#### Problem details:
Give the entries again exactly, every one of them.

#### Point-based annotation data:
◇ ◇ ◇ ◇ ◇

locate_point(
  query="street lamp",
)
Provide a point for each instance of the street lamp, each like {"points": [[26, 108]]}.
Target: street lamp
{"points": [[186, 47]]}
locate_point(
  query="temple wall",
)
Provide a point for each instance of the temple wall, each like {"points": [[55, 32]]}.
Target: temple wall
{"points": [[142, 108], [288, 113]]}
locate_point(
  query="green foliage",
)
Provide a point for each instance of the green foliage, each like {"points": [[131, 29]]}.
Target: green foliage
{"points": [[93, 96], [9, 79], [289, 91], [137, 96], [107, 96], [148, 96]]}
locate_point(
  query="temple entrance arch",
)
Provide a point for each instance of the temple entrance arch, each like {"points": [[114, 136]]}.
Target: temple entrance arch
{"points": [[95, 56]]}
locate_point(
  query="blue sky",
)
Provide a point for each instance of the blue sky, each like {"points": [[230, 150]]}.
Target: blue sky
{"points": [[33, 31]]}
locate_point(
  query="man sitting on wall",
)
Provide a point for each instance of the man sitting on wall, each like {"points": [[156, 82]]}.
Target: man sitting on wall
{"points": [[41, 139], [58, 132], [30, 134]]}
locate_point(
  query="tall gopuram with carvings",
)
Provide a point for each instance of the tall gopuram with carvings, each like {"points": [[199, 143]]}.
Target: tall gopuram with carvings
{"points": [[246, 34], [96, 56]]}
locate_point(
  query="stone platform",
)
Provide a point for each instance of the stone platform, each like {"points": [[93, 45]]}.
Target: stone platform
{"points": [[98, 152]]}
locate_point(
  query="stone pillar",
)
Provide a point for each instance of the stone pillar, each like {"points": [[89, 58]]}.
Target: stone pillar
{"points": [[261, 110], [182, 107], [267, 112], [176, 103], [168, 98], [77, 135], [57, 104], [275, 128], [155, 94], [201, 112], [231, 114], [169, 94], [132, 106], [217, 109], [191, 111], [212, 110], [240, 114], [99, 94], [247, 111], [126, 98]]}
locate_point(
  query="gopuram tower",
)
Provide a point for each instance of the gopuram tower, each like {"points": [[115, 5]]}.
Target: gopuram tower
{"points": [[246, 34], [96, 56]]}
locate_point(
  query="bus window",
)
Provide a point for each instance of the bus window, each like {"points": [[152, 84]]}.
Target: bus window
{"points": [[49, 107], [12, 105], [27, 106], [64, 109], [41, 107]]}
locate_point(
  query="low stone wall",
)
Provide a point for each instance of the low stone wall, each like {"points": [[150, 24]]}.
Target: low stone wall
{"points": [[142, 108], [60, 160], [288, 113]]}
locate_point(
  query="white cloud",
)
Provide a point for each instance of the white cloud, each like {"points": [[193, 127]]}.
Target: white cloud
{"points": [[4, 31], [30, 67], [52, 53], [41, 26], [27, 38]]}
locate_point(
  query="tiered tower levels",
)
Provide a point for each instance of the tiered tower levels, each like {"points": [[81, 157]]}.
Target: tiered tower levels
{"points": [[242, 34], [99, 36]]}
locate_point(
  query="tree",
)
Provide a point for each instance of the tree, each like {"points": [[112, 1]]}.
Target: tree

◇ ◇ ◇ ◇ ◇

#### Solution to the problem:
locate_point(
  query="street lamp",
)
Provide a point for each instance of the street lamp, each like {"points": [[26, 108]]}.
Target: street lamp
{"points": [[186, 47]]}
locate_point(
  query="temple wall",
)
Provide a point for each instance of the temple wall, each like {"points": [[55, 32]]}.
Target: temple wall
{"points": [[142, 108], [288, 113]]}
locate_point(
  query="green foliage",
)
Provide a point for each instance of the green foliage, each like {"points": [[131, 29]]}.
Target: green foliage
{"points": [[93, 96], [9, 79], [289, 91], [137, 96], [107, 96], [148, 96]]}
locate_point(
  query="temple entrance arch",
)
Provide a point for each instance of the temple entrance arch, each like {"points": [[114, 136]]}.
Target: temple entrance arch
{"points": [[95, 56]]}
locate_point(
  query="blue sky",
)
Provide a point for each instance of the blue sky, each like {"points": [[230, 150]]}.
Target: blue sky
{"points": [[33, 31]]}
locate_point(
  query="man sitting on wall",
)
Provide a point for each instance of the man sitting on wall, each like {"points": [[156, 82]]}.
Target: man sitting on wall
{"points": [[41, 139], [58, 132], [30, 134]]}
locate_point(
  query="tall gopuram with carvings",
)
Provide a point for each instance of the tall gopuram with carvings, each like {"points": [[199, 143]]}.
Target: tall gopuram with carvings
{"points": [[246, 34], [96, 56]]}
locate_point(
  query="stone platform",
)
Provide a point for each instance of the stone platform, each like {"points": [[93, 45]]}.
Target: stone platform
{"points": [[98, 152]]}
locate_point(
  query="stone pillar",
)
Provide a point for each instance of the stone pillar, each like {"points": [[89, 58]]}.
Target: stone pillar
{"points": [[261, 110], [182, 107], [267, 112], [176, 103], [168, 98], [77, 135], [57, 104], [275, 128], [155, 94], [201, 112], [231, 114], [169, 94], [132, 106], [217, 109], [191, 111], [212, 110], [240, 114], [99, 94], [247, 111], [126, 98]]}
locate_point(
  query="gopuram tower",
)
Provide a point for each instance of the gopuram tower, each like {"points": [[115, 5]]}.
Target: gopuram tower
{"points": [[246, 34], [96, 56]]}
locate_point(
  query="bus window",
)
Provide a point for each instance of the bus window, each like {"points": [[152, 84]]}.
Target: bus window
{"points": [[49, 107], [12, 105], [27, 106], [64, 109], [41, 107]]}
locate_point(
  query="low stone wall",
)
Provide a point for each instance of the low stone wall, each like {"points": [[150, 24]]}.
Target: low stone wall
{"points": [[142, 108], [60, 160], [288, 113]]}
locate_point(
  query="white cloud",
)
Provide a point for each instance of the white cloud, each like {"points": [[193, 127]]}.
Target: white cloud
{"points": [[4, 31], [30, 67], [52, 53], [41, 26], [27, 38]]}
locate_point(
  query="tiered tower levels",
)
Provide a point for each instance of the tiered tower levels, each like {"points": [[81, 157]]}.
Target: tiered tower levels
{"points": [[242, 34], [99, 36]]}
locate_point(
  query="tree",
)
Provide a point for each instance of the tree, each like {"points": [[112, 1]]}.
Target: tree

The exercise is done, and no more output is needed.